Extract provided:
START
Relaxing in the club car as a train speeds cross country -- that for me is still the essence of adventure in travel. The palpable sense of rolling power that only a giant locomotive generates, the gentle rocking of the car as the changing panorama flips by the window, the look of people embarking on a journey that could change their lives -- the combination excites me today as it did when I was a child.

This feeling of adventure is what led me to take the train from New York to Miami toward the end of last summer.

Even in 1985, leaving from New York's Penn Station offers a sense of serious travel. Old Penn Station, of course, was "classic railroad," its concourse covered with acres of glass domes, arches and huge vaults, the delicate web of steel ribbing cast in shafts of light from above. They ripped all that down in 1965, replacing the upper space with the new Madison Square Garden, the vast house for basketball games, conventions and bowling. The new station, relegated to the basement, resembles a bus terminal.

Still, as we sat there, anticipating the morning train to Miami, the central waiting room gyrated with images of another age: bustling porters pushing stacks of baggage, the destination board flipping rapidly to announce the progression of departing trains, and, up near the ceiling, the man in the glass box ending each final call with a dramatic "Aaall a-board!"

That's railroad.

Even the longest eastern routes -- only the Crescent, connecting New York and New Orleans, covers more miles than the twice-daily, 25 1/2-hour New York to Miami runs -- are equipped with Amtrak's older cars, their stainless steel and glass, their unpainted brushed aluminum reminiscent of that industrial art deco look symbolizing the glory of railroading.

West of Chicago, long-distance trains are what Amtrak calls Superliner Service, which means big, double-decked cars: the Desert Wind from Chicago to Los Angeles, the Pioneer from Chicago to Seattle and a handful more. The newest equipment in the system is used on those lines. First-class bedrooms have showers as well as toilets; observation cars are domed.

They also have the look of plastic and nylon in bright reds and blues, and the feel of metals composed of alloys new and, inexplicably, slightly untrustworthy. Word of upcoming stops and the call to meals crackle from hidden speakers, airplane style.
END
Excerpted data:
START
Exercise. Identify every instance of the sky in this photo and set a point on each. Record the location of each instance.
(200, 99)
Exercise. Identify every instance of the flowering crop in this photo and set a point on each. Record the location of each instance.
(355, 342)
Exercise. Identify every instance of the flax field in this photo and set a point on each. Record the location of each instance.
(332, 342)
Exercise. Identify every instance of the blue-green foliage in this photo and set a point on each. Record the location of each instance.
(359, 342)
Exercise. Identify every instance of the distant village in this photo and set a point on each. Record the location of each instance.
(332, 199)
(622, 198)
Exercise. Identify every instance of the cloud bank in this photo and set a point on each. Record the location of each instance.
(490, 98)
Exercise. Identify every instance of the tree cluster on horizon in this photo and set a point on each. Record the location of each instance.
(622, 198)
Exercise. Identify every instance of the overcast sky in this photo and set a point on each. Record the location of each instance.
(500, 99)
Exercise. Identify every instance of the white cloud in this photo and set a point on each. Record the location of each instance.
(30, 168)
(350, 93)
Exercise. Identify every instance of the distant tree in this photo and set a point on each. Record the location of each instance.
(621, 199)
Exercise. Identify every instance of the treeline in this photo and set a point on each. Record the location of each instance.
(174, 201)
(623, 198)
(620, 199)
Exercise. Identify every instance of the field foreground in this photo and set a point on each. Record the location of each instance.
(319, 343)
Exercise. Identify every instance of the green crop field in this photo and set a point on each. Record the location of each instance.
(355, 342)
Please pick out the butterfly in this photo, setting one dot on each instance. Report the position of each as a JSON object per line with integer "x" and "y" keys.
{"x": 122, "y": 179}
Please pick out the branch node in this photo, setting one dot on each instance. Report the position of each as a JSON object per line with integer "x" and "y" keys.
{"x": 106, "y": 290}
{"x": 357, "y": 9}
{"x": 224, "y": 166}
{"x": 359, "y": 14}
END
Write out, word for word, the stretch of the train travel piece from "That's railroad." through "cars are domed.".

Task solution:
That's railroad.

Even the longest eastern routes -- only the Crescent, connecting New York and New Orleans, covers more miles than the twice-daily, 25 1/2-hour New York to Miami runs -- are equipped with Amtrak's older cars, their stainless steel and glass, their unpainted brushed aluminum reminiscent of that industrial art deco look symbolizing the glory of railroading.

West of Chicago, long-distance trains are what Amtrak calls Superliner Service, which means big, double-decked cars: the Desert Wind from Chicago to Los Angeles, the Pioneer from Chicago to Seattle and a handful more. The newest equipment in the system is used on those lines. First-class bedrooms have showers as well as toilets; observation cars are domed.